- [Request] Can you pull out every line in the items below that contains the word "Give"?

- [Entries shown]
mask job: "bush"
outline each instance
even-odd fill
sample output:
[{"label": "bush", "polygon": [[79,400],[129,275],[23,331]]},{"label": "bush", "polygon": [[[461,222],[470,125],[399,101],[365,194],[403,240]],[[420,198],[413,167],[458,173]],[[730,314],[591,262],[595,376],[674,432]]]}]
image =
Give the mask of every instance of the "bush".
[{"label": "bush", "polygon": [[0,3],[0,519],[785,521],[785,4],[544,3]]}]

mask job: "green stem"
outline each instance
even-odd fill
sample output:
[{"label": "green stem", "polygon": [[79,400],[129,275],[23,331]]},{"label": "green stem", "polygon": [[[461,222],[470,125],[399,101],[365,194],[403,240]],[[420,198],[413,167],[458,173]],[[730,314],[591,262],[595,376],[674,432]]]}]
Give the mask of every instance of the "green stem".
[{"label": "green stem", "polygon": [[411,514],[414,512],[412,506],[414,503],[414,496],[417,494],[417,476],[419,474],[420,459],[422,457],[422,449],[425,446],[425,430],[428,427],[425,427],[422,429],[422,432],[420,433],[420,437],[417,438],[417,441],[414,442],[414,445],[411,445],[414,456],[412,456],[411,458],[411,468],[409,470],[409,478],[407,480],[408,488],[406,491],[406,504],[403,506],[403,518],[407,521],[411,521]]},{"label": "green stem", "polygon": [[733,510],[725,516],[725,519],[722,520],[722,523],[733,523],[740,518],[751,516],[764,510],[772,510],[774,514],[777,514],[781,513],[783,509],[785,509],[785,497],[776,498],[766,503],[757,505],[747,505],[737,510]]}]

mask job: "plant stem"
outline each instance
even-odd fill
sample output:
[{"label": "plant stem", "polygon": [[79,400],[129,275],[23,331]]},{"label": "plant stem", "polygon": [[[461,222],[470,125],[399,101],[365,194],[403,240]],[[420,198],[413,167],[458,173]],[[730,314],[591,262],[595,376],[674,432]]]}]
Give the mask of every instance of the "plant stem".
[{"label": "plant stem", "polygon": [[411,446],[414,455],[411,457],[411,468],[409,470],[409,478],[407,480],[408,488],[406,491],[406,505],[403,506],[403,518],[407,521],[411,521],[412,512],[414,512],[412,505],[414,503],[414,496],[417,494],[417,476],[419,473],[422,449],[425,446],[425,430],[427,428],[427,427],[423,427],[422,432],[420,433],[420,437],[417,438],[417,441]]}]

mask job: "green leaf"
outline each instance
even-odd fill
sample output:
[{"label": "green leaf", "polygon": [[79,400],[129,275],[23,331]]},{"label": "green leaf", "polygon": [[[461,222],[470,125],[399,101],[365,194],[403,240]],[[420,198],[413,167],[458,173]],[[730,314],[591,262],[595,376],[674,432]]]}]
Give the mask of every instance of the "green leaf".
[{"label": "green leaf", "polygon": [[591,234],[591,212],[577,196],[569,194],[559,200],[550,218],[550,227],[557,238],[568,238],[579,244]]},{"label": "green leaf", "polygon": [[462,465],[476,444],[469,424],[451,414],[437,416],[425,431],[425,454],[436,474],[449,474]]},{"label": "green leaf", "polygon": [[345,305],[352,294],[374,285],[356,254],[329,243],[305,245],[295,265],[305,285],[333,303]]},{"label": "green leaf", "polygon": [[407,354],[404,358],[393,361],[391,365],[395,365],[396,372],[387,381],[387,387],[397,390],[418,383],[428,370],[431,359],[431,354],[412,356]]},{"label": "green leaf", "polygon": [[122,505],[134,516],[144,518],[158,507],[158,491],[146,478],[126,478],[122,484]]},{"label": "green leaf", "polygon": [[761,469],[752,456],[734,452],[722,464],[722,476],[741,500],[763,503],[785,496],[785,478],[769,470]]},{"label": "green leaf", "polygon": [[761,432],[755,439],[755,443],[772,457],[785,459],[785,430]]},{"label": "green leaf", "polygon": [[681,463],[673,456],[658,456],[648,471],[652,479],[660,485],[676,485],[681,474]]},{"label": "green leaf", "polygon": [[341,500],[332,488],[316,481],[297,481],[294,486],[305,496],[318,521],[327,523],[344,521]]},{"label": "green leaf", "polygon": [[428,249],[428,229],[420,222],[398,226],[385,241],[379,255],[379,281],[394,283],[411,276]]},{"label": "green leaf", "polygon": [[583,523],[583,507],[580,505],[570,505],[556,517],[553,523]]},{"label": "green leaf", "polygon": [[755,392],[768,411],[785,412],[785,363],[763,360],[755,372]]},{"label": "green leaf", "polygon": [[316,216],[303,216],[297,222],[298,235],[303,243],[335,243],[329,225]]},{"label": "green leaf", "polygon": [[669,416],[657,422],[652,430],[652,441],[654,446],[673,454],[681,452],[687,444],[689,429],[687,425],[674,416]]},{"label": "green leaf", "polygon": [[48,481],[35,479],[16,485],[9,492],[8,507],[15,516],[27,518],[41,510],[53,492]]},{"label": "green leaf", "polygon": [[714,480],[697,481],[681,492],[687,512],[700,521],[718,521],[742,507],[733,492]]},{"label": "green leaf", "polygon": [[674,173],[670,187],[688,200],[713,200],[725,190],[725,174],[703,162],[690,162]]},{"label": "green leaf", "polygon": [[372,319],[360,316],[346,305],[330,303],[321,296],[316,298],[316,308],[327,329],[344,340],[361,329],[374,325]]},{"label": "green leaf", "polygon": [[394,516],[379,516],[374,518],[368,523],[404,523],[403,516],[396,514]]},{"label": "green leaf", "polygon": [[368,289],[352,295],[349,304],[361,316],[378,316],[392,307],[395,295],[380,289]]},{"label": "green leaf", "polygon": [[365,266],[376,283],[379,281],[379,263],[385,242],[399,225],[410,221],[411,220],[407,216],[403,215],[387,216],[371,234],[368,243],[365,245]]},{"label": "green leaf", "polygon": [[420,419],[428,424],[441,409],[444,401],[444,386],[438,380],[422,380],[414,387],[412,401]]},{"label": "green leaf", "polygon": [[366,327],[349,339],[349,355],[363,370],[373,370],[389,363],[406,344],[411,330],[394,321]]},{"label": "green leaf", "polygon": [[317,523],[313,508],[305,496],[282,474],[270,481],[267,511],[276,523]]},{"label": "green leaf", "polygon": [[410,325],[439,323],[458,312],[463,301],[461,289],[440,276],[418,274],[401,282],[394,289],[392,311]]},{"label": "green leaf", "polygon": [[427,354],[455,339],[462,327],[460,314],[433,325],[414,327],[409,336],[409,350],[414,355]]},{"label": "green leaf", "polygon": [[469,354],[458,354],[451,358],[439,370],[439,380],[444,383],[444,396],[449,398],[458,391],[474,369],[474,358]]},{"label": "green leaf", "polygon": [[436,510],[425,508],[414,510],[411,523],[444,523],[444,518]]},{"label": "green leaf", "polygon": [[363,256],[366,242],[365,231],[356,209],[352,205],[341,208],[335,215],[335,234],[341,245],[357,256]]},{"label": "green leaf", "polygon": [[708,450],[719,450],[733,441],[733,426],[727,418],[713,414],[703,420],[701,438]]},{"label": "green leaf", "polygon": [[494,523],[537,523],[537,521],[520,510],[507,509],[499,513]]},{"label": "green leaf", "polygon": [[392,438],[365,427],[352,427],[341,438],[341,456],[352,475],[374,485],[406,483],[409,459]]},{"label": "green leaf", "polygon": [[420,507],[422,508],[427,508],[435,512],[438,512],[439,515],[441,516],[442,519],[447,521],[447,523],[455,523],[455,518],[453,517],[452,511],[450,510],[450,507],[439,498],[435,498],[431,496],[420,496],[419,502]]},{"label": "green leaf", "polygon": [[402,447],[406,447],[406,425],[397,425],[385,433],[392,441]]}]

--

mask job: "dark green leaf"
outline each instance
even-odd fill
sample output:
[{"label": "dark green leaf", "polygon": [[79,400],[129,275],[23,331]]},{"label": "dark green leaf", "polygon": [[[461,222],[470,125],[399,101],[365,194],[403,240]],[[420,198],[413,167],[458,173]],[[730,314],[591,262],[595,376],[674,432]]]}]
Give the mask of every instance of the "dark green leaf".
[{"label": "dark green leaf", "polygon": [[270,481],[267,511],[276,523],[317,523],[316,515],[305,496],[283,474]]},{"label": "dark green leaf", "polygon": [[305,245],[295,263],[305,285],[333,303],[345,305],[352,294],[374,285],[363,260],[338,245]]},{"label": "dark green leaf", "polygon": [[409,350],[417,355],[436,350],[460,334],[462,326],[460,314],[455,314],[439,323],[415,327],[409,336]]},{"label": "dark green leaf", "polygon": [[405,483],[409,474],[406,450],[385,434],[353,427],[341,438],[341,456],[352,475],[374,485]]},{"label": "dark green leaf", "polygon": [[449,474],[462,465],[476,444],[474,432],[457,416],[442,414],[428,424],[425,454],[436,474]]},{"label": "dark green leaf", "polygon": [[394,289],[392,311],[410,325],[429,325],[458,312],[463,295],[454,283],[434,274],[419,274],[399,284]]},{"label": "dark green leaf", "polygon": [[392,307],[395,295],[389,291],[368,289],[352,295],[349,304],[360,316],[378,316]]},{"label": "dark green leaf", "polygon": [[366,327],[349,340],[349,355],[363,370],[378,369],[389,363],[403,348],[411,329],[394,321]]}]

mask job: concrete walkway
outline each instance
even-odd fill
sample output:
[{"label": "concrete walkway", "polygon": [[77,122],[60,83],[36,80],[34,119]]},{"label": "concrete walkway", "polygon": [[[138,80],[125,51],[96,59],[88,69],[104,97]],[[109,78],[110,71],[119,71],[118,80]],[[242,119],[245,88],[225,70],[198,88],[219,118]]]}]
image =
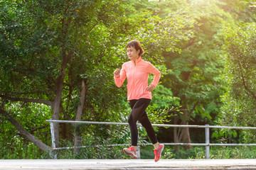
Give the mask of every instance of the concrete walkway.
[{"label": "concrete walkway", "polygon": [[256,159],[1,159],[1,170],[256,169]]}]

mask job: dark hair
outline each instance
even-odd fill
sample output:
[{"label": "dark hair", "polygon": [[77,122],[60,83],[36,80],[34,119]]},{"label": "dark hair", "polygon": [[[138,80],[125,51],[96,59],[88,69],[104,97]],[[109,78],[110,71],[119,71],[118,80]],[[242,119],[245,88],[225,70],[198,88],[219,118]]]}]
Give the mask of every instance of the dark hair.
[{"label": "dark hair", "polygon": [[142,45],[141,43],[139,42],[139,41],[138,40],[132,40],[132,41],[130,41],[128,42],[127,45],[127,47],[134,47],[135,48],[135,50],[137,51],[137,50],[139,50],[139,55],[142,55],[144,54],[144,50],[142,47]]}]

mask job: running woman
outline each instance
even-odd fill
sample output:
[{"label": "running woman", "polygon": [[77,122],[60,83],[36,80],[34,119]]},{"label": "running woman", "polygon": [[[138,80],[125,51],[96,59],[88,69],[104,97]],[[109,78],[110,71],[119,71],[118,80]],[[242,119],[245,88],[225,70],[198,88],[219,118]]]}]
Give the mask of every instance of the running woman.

* * *

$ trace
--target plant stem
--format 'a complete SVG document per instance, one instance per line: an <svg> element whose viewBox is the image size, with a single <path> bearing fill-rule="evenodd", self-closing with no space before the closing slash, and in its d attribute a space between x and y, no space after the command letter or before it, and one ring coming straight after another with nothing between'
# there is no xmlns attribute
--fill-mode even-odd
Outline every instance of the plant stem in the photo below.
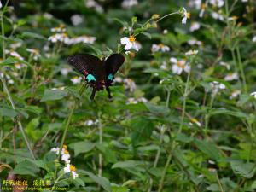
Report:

- [Task solution]
Give the mask of every instance of the "bush".
Give the mask of every instance of the "green stem".
Give the mask of every instance of the "plant stem".
Give the mask of every instance of the "green leaf".
Give the mask of every instance of the "dark green leaf".
Give the mask of every instance of the concrete walkway.
Give the mask of every instance of the dark hair.
Give the mask of every instance of the running woman.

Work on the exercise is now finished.